--- start of Entries shown ---
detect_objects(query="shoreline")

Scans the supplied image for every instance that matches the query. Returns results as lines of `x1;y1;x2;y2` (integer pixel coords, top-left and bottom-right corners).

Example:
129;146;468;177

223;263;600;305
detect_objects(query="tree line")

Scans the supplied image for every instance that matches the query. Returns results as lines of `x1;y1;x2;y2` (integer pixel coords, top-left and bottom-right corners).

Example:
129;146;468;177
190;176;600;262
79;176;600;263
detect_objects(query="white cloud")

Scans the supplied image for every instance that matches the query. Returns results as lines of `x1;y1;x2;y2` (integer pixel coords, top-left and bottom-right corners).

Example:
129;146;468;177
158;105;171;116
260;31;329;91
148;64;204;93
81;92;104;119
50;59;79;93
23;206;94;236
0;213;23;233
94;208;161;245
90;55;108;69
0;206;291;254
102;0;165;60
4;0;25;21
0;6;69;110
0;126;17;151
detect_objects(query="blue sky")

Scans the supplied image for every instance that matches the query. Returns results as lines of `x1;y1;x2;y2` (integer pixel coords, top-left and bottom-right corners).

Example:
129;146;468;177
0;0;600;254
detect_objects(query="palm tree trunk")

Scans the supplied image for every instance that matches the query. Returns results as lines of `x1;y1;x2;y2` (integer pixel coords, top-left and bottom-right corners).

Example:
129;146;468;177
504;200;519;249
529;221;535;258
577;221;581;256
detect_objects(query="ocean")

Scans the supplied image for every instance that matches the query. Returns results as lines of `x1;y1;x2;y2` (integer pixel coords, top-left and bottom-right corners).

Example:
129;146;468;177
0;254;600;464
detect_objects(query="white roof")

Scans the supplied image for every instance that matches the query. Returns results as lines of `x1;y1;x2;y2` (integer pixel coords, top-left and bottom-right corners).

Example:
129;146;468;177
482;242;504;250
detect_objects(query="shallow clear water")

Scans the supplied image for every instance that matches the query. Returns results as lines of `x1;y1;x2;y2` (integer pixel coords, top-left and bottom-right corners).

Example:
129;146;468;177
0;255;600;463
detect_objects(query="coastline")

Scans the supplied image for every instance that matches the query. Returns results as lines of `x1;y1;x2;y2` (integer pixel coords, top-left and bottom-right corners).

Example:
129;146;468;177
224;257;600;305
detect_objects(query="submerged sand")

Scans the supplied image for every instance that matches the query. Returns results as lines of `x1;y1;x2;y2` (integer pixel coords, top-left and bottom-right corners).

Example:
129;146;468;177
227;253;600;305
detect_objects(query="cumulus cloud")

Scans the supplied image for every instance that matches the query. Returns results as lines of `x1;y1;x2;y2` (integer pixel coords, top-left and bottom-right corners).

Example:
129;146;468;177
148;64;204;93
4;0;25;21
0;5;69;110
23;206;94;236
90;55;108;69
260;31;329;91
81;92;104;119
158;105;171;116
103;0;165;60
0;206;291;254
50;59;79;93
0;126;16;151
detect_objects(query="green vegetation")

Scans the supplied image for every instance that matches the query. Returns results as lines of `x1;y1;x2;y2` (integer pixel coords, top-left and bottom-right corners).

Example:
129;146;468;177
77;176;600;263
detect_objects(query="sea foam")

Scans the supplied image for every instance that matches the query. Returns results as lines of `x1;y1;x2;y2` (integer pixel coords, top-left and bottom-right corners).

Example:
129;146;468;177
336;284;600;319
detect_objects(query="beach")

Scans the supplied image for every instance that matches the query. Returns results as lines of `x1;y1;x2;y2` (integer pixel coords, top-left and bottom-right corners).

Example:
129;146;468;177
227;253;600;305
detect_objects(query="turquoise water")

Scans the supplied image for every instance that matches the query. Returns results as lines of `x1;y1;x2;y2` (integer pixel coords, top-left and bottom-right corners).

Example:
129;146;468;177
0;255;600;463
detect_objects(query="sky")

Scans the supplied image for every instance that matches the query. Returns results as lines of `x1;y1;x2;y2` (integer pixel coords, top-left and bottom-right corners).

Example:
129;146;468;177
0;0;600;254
--- end of Entries shown ---
Rewrite the data above with every "pixel coords" changed to "pixel coordinates", keeping everything else the same.

detect_objects(query="shoreline")

Scans the supplied image for every instance that matches the query. Returns results as lines of `x1;y1;x2;y2` (integer pixel coordinates, top-left and bottom-right corners).

Example:
129;146;468;177

223;263;600;305
detect_objects(query="tree line")

Scans the supplied image for every instance that matches the query. Returns results as lines of `x1;y1;x2;y2` (integer pixel coordinates, top-left and bottom-right corners).

Example:
129;146;468;177
190;176;600;262
79;176;600;263
detect_objects(query="white cloud")

Scans the supplied image for every instance that matches the query. Returns results as lines of `x1;y1;x2;y2` (integer pixel coordinates, top-left and bottom-right corners).

Example:
129;146;468;177
158;105;171;116
260;31;329;91
148;64;204;93
81;92;104;119
50;59;79;93
23;206;94;236
0;213;23;233
94;208;161;245
90;55;108;69
0;206;291;254
102;0;165;60
4;0;25;21
0;6;69;110
0;126;17;151
detect_objects(query="blue sky")

Scans the supplied image for every instance that matches the query. Returns results as lines of `x1;y1;x2;y2` (integer pixel coordinates, top-left and bottom-right corners).

Example:
129;146;468;177
0;0;600;254
detect_objects(query="palm tree trunk")

Scans the supplied image for every instance that matches the query. Returns results as lines of `x1;y1;x2;y2` (integer pixel coordinates, top-left and bottom-right corners).

Example:
129;146;468;177
504;200;519;249
529;221;535;258
577;221;581;256
detect_objects(query="ocean")

Scans the supplied image for every instance that matches the query. Returns results as lines of `x1;y1;x2;y2` (integer pixel coordinates, top-left and bottom-right corners).

Example:
129;146;468;177
0;254;600;464
detect_objects(query="white roof")

Scans the supplied image for every instance that matches the query. Returns results as lines of `x1;y1;x2;y2` (integer pixel coordinates, top-left and bottom-right corners).

Example:
129;146;468;177
482;242;504;250
detect_objects(query="shallow clear water")

Scans the supplied image for every instance that matches the query. Returns results as lines of `x1;y1;x2;y2` (integer pixel coordinates, top-left and bottom-right corners).

Example:
129;146;468;177
0;255;600;463
detect_objects(query="coastline")

Scans the supplied image for every instance that matches the query. Returns results as lines of `x1;y1;x2;y2` (integer pixel coordinates, top-left and bottom-right corners).

Example:
129;146;468;177
224;257;600;305
detect_objects(query="submerged sand")

Scans the supplied image for every instance that matches the query. Returns results as lines of `x1;y1;x2;y2` (integer pixel coordinates, top-left and bottom-right corners).

Example:
129;146;468;177
227;253;600;305
detect_objects(query="cumulus cloud")

Scans the supplied image for every instance that matches the query. Returns results as lines of `x1;y1;x2;y2` (integer pixel coordinates, top-left and bottom-right corners).

Example:
129;146;468;177
148;64;204;93
4;0;25;21
0;5;69;110
23;206;94;236
90;55;108;69
260;31;329;91
81;92;104;119
158;105;171;116
103;0;165;60
0;206;291;254
50;59;79;93
0;126;16;151
detect_objects(query="green vegetation")

Scans the supplied image for every instance that matches the query. Returns results as lines of `x1;y1;x2;y2` (integer pixel coordinates, top-left and bottom-right corners).

Example:
129;146;468;177
77;176;600;263
detect_objects(query="sea foam")

Scans the supplied image for every instance that matches the query. Returns results as lines of `x1;y1;x2;y2` (integer pixel coordinates, top-left and bottom-right corners).

Example:
129;146;468;177
336;284;600;319
detect_objects(query="beach")

Scans the supplied image for every instance that matches the query. Returns results as lines of `x1;y1;x2;y2` (integer pixel coordinates, top-left and bottom-right corners).

Example:
129;146;468;177
227;253;600;305
detect_objects(query="turquoise water")

Scans the supplied image for every instance that matches the query. Returns results as lines of `x1;y1;x2;y2` (integer pixel coordinates, top-left and bottom-right corners).

Example:
129;146;468;177
0;255;600;463
detect_objects(query="sky")

Scans the supplied image for every instance that matches the query. Returns results as lines of `x1;y1;x2;y2` (integer pixel coordinates, top-left and bottom-right corners).

Example:
129;146;468;177
0;0;600;254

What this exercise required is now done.